• **EXERCISE DIRECTIONS**: Locate each line in the two blocks below that contains the string "wave", with case counting, and copy those lines out.

• **GIVEN ENTRIES**:

══════════════════════════════

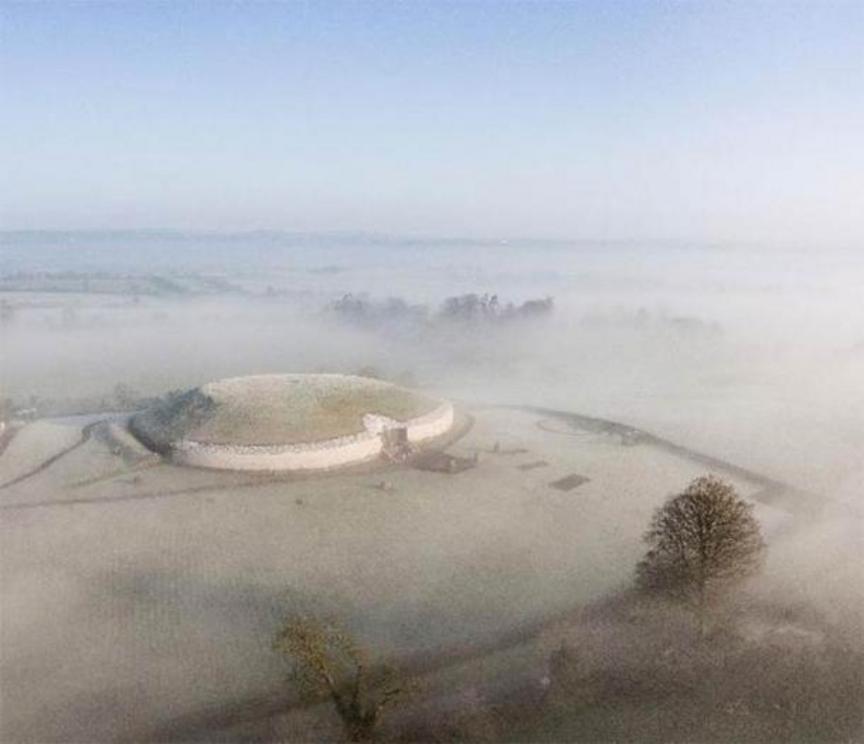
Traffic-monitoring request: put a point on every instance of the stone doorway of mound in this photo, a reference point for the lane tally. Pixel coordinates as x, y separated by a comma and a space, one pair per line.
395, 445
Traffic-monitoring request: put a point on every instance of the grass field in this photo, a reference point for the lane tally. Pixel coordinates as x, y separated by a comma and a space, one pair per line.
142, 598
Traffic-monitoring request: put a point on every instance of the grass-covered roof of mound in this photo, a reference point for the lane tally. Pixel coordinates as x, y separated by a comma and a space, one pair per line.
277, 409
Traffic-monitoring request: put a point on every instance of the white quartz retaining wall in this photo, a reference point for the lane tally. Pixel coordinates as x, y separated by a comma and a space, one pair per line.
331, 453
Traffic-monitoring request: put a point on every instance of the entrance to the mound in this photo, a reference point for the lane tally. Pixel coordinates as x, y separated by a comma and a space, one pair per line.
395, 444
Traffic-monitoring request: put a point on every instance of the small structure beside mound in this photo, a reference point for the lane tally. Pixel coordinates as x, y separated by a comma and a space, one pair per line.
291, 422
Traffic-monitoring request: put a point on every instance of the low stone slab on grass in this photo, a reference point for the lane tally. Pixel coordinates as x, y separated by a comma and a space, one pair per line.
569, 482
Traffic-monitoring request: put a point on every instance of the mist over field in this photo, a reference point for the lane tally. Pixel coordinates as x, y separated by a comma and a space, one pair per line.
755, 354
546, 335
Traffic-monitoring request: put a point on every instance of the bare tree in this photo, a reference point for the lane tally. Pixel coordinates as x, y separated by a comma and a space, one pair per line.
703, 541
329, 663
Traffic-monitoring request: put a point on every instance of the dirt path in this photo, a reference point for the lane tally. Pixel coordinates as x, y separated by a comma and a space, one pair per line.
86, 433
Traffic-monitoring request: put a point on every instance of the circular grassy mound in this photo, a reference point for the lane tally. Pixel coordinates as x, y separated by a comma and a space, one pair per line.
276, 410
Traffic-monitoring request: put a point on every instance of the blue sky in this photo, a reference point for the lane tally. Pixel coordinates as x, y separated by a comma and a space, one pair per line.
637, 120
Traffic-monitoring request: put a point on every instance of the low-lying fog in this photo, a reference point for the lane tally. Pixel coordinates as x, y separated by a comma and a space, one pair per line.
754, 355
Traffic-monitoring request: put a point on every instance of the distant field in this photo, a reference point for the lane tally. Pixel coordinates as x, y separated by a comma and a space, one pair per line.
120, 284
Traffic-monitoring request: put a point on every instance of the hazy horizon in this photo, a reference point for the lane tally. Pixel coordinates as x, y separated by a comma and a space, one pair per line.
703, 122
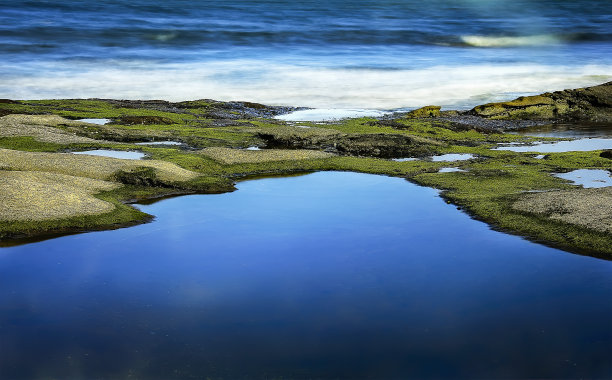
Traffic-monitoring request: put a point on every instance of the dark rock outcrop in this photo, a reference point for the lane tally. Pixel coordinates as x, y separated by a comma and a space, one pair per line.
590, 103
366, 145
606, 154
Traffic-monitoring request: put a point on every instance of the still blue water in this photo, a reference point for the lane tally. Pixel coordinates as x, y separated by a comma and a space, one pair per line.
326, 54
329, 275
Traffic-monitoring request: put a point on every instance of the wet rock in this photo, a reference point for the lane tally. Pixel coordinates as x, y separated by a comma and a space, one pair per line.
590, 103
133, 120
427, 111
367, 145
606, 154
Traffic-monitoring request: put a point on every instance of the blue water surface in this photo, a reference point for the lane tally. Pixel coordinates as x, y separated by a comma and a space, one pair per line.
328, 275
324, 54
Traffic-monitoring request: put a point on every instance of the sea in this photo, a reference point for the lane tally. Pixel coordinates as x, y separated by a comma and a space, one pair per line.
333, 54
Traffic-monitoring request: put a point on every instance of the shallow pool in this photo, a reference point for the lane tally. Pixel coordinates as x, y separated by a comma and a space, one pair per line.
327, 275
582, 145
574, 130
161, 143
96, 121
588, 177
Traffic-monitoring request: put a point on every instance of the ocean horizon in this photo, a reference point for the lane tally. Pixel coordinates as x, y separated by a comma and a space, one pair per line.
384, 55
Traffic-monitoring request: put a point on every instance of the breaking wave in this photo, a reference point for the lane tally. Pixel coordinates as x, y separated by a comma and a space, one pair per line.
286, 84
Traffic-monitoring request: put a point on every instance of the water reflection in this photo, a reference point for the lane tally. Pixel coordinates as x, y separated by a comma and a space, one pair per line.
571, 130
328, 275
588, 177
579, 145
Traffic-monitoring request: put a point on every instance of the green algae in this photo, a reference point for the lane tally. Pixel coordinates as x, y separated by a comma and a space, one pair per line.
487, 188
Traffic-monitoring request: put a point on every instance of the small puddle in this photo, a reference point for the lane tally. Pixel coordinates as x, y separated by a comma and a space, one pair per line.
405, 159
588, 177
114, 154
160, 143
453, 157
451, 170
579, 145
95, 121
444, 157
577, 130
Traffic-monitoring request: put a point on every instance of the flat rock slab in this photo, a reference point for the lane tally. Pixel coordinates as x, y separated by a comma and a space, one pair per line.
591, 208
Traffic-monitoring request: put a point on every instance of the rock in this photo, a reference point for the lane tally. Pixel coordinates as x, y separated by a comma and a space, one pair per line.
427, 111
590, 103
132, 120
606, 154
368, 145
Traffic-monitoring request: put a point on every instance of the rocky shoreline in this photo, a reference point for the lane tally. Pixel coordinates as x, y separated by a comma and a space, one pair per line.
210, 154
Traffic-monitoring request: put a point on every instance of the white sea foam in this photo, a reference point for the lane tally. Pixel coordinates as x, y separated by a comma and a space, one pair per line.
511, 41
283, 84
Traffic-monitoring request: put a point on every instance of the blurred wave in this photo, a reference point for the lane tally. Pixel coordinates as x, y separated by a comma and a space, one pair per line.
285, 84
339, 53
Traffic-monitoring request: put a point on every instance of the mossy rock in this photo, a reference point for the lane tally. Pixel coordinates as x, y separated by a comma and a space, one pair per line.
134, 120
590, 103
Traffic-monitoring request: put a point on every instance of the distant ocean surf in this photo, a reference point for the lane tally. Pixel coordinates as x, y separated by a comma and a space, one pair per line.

══════════════════════════════

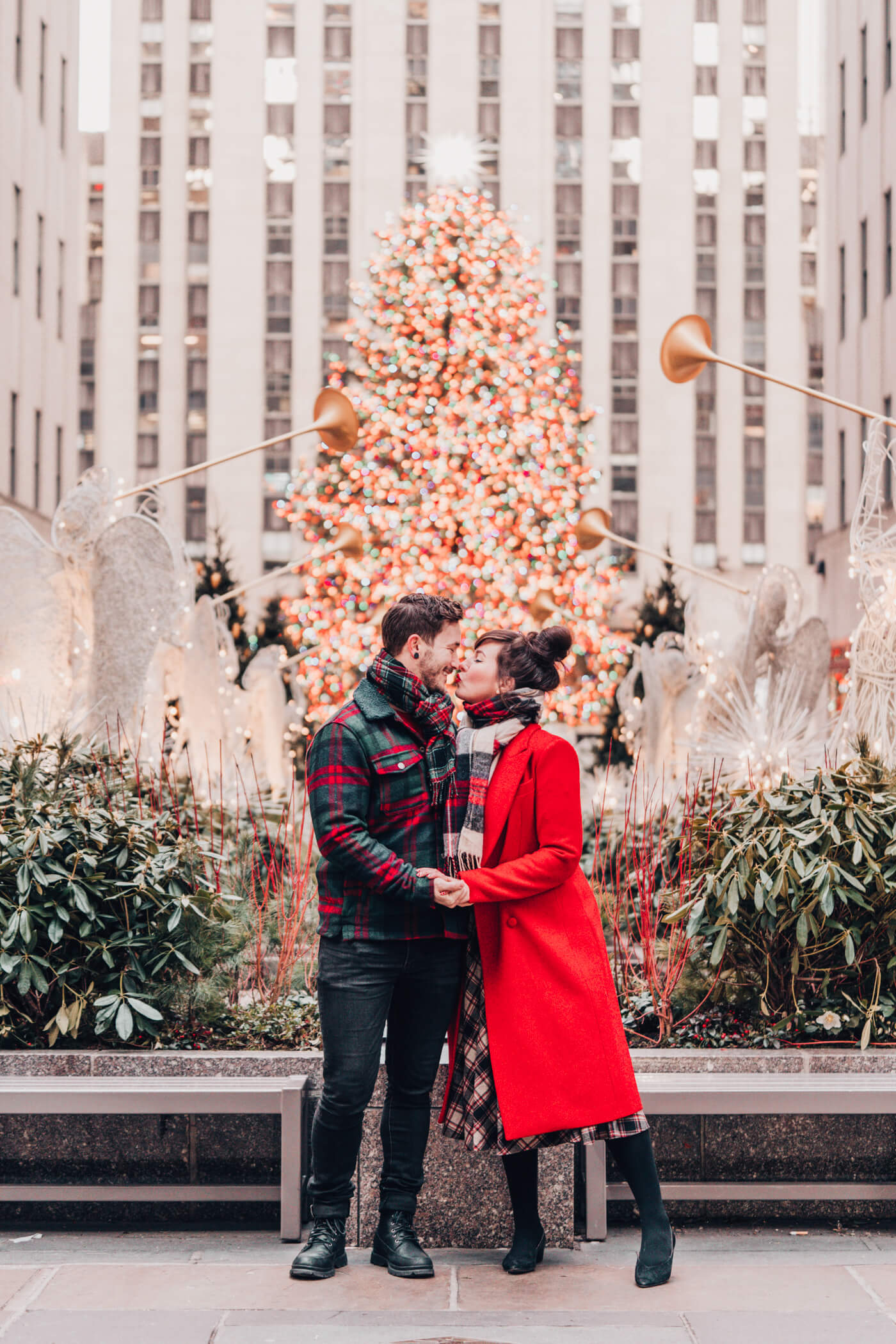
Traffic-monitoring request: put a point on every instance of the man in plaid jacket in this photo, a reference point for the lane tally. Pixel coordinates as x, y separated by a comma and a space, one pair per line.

══════════════════════════════

• **COMPLETE OUTPUT**:
Traffic-monitoring request: put a point on every instance of the breaking wave in this photo, a reference point for the lane tally. Pixel coordinates as x, y separated by a comma and a space, one pair per line.
Traffic-monitoring request: put a point on every instance of the blurred wave in this photo, a reference point for the lane tally. Pixel coordinates as x, y separated by a comma and a space, one pair per line.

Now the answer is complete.